=== EXCERTO DO DOCUMENTO ===
A gritante falta de visão estratégica e as
práticas dos governos face ao Ensino de Português no Estrangeiro (EPE)
No início de 2011 o PSD, na oposição, recolocava na ordem
do dia a necessidade de um outro relacionamento entre Portugal e as suas
Comunidades, no sentido de “superar atrasos, erros, omissões de décadas, que
têm marcado tão negativamente a imagem de Portugal junto das comunidades”.
A imagem negativa de Portugal tinha sido agravada pela
brutal ofensiva dos governos PS em matéria de políticas educativas, de língua,
cultura e identidade dirigidas à diáspora portuguesa, de que destacamos algumas
posições assumidas por altos responsáveis dessas políticas:
- O Dr. Luís Amado, ministro dos Negócios Estrangeiros na
tomada de posse da Presidente do Instituto Camões (IC), enunciava os
macro-objectivos inscritos na Resolução do Conselho de Ministros 188/2008 -
Estratégia de Reconhecimento e Promoção da Língua Portuguesa. Nesta estratégia,
acentuava-se a execução do programa do Governo, em termos de cumprimento da sua
estratégia de promoção e divulgação da língua e da cultura portuguesas à escala
mundial e, sobretudo, ao primado da estratégia do português enquanto língua de
comunicação internacional, em detrimento da língua portuguesa enquanto língua
identitária.

=== INFORMAÇÃO APRESENTADA ===
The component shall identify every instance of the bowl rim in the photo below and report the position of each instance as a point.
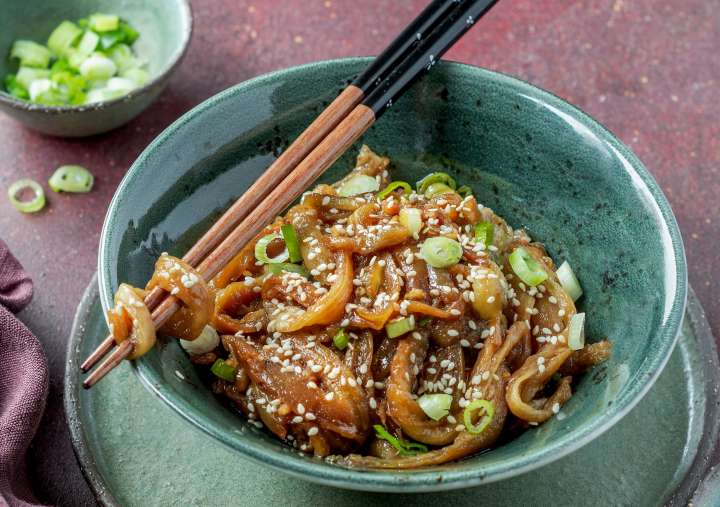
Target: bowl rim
(169, 68)
(434, 479)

=== TAREFA A REALIZAR ===
Consegue dar seguimento ao texto sobre o Ensino de Português no Estrangeiro, começando logo após a última frase?

=== RESPOSTA AO PROBLEMA ===
- O Dr. António Braga, secretário de Estado
das Comunidades, afirmava convictamente, aquando da passagem da tutela do
Ensino de Português no Estrangeiro (EPE) para o Ministério dos Negócios Estrangeiros
e Instituto Camões, que o ensino do português como língua materna/identitária
encontrava-se descentrado dos objectivos do Governo, defendendo mesmo, de forma
categórica, a necessidade dos pais portugueses residentes fora do território
nacional adoptarem a língua do país de residência na comunicação com os filhos.
O Secretário de Estado das Comunidades sustentava, além disso, o patriótico princípio
de que a primeira língua de socialização na Alemanha, para uma criança
luso-descendente, teria de ser obrigatoriamente o alemão.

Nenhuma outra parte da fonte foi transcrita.